Exactly and only the lines from the one with "Task: mark each instance of the black bracelet" through the end of the listing are to be transcribed, both ends included.

——

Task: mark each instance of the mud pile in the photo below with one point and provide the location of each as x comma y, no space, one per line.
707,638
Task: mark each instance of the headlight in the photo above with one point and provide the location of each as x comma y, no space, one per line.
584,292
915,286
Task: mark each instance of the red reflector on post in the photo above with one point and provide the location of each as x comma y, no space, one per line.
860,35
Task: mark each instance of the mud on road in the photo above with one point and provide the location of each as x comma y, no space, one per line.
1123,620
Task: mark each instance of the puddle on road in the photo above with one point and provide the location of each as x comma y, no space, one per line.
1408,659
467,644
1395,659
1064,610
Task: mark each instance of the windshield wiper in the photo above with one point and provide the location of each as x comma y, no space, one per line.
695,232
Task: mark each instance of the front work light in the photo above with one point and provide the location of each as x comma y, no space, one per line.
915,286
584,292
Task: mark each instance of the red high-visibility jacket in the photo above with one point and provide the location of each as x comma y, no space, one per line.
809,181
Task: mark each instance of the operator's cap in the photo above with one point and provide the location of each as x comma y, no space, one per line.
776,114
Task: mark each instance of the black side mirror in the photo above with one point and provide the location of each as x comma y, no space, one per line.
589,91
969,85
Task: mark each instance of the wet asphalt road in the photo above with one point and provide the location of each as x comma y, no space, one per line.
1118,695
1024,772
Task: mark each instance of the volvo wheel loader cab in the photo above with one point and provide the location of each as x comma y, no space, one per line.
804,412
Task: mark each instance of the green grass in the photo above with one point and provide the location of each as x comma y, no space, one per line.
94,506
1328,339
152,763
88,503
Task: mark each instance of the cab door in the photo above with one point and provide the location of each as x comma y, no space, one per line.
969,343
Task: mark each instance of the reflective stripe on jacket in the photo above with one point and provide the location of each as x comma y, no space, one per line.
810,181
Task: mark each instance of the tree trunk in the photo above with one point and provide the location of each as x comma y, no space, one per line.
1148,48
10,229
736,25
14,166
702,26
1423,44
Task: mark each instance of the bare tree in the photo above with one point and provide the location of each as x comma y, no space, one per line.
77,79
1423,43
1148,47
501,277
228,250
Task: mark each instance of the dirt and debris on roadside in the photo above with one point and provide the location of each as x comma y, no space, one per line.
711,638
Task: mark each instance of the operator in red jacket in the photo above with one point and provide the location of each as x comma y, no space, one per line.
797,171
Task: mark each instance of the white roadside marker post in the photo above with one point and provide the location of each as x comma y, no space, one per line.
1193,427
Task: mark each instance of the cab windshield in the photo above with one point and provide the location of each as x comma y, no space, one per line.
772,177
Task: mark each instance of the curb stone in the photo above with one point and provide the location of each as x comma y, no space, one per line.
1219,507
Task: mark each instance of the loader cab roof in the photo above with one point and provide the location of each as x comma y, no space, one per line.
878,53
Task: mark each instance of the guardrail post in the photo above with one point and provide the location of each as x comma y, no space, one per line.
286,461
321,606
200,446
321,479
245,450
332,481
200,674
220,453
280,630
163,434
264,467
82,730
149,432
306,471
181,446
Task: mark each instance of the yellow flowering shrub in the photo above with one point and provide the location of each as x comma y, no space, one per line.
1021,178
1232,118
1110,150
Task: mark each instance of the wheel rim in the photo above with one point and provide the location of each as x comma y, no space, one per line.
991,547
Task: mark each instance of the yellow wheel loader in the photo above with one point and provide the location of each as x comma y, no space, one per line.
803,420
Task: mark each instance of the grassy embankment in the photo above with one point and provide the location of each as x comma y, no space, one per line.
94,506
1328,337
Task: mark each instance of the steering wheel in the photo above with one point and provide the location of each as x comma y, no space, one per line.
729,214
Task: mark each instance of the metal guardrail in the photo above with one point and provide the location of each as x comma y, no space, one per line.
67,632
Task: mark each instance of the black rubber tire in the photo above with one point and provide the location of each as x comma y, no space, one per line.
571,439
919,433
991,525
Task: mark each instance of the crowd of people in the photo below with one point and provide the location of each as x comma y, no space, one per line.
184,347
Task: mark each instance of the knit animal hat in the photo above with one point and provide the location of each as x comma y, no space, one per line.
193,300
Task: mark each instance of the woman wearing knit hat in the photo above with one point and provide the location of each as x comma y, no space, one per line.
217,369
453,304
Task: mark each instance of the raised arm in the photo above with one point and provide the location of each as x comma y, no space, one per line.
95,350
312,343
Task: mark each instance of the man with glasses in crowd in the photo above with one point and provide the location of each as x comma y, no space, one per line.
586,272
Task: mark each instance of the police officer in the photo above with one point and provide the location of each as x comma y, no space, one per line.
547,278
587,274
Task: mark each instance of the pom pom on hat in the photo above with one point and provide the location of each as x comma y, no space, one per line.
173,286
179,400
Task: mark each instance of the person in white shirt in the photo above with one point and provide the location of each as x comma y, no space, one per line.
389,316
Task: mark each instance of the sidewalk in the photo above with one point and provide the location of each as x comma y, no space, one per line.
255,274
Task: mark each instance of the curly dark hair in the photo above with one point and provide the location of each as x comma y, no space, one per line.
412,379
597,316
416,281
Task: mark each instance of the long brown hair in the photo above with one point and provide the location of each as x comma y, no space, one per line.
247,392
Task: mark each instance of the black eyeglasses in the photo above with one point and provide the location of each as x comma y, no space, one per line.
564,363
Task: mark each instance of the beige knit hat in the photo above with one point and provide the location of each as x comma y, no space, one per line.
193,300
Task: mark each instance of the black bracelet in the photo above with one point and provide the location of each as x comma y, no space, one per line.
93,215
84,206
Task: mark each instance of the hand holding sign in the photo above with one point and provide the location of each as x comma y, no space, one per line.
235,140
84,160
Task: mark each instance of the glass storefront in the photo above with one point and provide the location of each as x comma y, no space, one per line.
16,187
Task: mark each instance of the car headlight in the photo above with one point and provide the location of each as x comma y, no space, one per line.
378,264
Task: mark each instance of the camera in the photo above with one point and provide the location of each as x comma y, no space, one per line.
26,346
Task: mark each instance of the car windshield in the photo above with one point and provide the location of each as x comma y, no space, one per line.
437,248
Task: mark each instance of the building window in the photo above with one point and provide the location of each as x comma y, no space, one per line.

——

● **Exercise response**:
Task: mark each instance of the black bracelet in the photo above with one point and provide the location of each as x comma y, no space, one per line.
93,215
84,206
Task: mark each instance of the hand holding sign in the photo above with one point and provide the location of each as x comma y, no space, one per line.
235,140
84,160
Task: mark each instance of the glass storefront in the photo above with one point and provide the location of each as x comma y, no space, one per line.
16,187
Task: mark each instance of the car headlight in the photo above with one point and provide the location of each as x comma y, no space, one per line.
378,264
Task: mark each instance of the camera in the photo above with one point and provide the location of each as x comma y, no space, one per line.
26,346
Task: mark each instance of the car windshield in the photo above with one point and provide the location of each as x comma y, no space, one per line.
437,248
Task: mark each instance of the building window in the photo above with one point and provide the location of each as x comma y, no space, one per line.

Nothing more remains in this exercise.